[Photo-based referring expression data]

>>>>>

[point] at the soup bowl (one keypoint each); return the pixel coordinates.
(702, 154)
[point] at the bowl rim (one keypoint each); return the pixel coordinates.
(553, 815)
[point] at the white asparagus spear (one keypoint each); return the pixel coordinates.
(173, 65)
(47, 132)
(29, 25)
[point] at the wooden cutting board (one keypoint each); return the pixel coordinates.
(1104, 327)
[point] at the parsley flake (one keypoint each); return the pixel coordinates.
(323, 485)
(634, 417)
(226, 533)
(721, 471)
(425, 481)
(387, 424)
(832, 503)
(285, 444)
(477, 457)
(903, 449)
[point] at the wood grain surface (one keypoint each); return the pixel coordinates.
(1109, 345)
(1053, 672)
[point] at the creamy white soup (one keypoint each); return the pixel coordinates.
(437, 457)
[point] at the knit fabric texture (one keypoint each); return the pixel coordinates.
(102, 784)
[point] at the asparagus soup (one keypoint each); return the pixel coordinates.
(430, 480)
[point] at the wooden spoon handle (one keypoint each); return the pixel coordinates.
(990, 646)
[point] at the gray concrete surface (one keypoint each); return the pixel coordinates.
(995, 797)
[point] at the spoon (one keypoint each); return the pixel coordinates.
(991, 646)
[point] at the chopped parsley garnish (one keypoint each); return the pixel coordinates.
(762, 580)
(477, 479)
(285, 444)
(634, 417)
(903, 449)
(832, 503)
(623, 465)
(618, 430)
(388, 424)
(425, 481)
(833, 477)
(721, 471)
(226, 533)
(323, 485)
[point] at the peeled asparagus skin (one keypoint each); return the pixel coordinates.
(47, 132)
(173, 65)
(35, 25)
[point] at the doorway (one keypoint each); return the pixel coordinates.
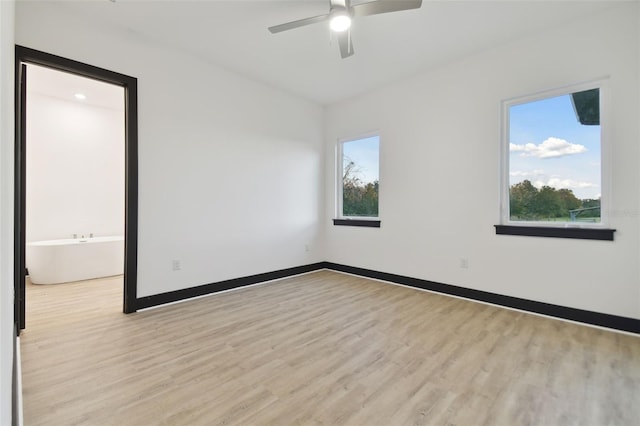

<<<<<

Requirement: Leave the pictures out, and copy exactly each line from the one containing "[point] at the knit" through the final line of the data.

The completed task:
[point] at the knit fabric texture (one keypoint each); return the pixel coordinates.
(102, 784)
[point] at the asparagus soup (one keypoint each); return the pixel coordinates.
(430, 480)
[point] at the wooden spoon handle (one keypoint each); return the pixel coordinates.
(990, 646)
[point] at the gray concrete surface (one keypoint each); return the pixel coordinates.
(995, 797)
[point] at the spoon (one keypoint each); return the pixel coordinates.
(991, 646)
[point] at the chopped parsley garnish (one keypoint each); return the pixel coordinates.
(762, 580)
(477, 479)
(285, 444)
(634, 417)
(903, 449)
(832, 503)
(623, 465)
(618, 430)
(388, 424)
(425, 481)
(833, 477)
(721, 471)
(226, 533)
(323, 485)
[point] at the peeled asparagus skin (one keypoint each); return the pixel coordinates.
(47, 132)
(173, 65)
(35, 25)
[point] at the doorway (one keypoint each); return the pixel coordinates.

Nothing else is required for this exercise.